- [Problem to work on]:
A faithful, complete transcription of the listing is required.

- [Given data]:
===
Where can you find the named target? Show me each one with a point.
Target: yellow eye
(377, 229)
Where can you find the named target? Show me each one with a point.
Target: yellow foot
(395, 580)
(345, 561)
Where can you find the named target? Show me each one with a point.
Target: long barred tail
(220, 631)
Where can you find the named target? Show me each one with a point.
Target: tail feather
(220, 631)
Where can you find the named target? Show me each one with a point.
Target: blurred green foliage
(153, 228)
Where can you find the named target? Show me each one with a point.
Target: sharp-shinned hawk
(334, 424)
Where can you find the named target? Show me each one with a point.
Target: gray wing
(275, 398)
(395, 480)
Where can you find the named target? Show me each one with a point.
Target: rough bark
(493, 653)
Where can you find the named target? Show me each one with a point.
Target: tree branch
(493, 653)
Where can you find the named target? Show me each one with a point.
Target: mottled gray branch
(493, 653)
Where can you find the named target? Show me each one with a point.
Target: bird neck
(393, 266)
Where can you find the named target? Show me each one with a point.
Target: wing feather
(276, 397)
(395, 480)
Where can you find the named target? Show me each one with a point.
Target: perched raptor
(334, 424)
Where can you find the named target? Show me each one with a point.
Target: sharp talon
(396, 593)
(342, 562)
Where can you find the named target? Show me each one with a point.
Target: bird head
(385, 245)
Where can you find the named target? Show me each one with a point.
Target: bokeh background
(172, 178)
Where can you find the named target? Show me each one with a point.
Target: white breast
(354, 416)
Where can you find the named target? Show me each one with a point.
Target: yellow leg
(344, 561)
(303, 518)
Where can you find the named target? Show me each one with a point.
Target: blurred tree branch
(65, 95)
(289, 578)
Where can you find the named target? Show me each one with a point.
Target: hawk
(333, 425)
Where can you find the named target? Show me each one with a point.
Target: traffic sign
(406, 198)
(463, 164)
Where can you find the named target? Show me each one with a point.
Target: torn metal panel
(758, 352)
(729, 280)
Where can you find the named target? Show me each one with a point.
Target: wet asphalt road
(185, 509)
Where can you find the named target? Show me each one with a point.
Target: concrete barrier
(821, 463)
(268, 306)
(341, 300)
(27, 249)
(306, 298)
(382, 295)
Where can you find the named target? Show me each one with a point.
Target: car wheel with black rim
===
- [Response to the exercise]:
Where can you find the named target? Show me each one with a point.
Target: yellow eye
(377, 229)
Where can you find the named target? Show me each one with a point.
Target: yellow foot
(395, 580)
(345, 561)
Where can you find the named target? Show me each one with a point.
Target: long barred tail
(220, 631)
Where can you find the named target? Show me each one with a point.
Target: tail feather
(220, 631)
Where can you find the named target? Show me each one with a point.
Target: blurred green foliage
(153, 228)
Where can you find the named target? Show me each one with a point.
Target: sharp-shinned hawk
(334, 424)
Where can you find the named target? Show me each one with a point.
Target: gray wing
(275, 398)
(395, 480)
Where can you find the named target? Show me each one with a point.
Target: rough bark
(493, 653)
Where can you find the named target? Show me each one with a point.
Target: tree branch
(493, 653)
Where can you find the named target? Show me each one with a point.
Target: mottled gray branch
(493, 653)
Where can you find the named target? Show me each one with a point.
Target: bird neck
(393, 266)
Where can you find the named target? Show me each one with a point.
Target: wing feather
(276, 397)
(395, 480)
Where can you find the named target? Show me each one with a point.
Target: perched raptor
(334, 424)
Where can you find the named target? Show me each one with a point.
Target: sharp talon
(396, 593)
(342, 562)
Where can you find the named target? Show me each one with a point.
Target: bird head
(385, 245)
Where can you find the named target? Show me each one with a point.
Target: bokeh background
(172, 178)
Where can you find the named target? Show me each one with a point.
Target: white breast
(354, 416)
Where can you find the named target? Show me each one with a point.
Target: yellow leg
(344, 561)
(303, 518)
Where can you find the named target? Show me each one with a point.
Target: blurred tree branch
(65, 95)
(289, 578)
Where can you find the named target? Show me each one with a point.
Target: hawk
(333, 425)
Where can you find the named target? Show me each one with a point.
Target: traffic sign
(406, 198)
(463, 164)
Where can you find the named target? Show me each one with a point.
Target: torn metal panel
(758, 352)
(729, 280)
Where can you find the named target? Show me each one with a point.
Target: wet asphalt road
(185, 509)
Where can you find the named target? Show me each one with a point.
Target: concrete barrier
(821, 463)
(268, 306)
(341, 300)
(27, 249)
(306, 298)
(382, 295)
Where can you find the named target? Show me each one with a point.
Target: car wheel with black rim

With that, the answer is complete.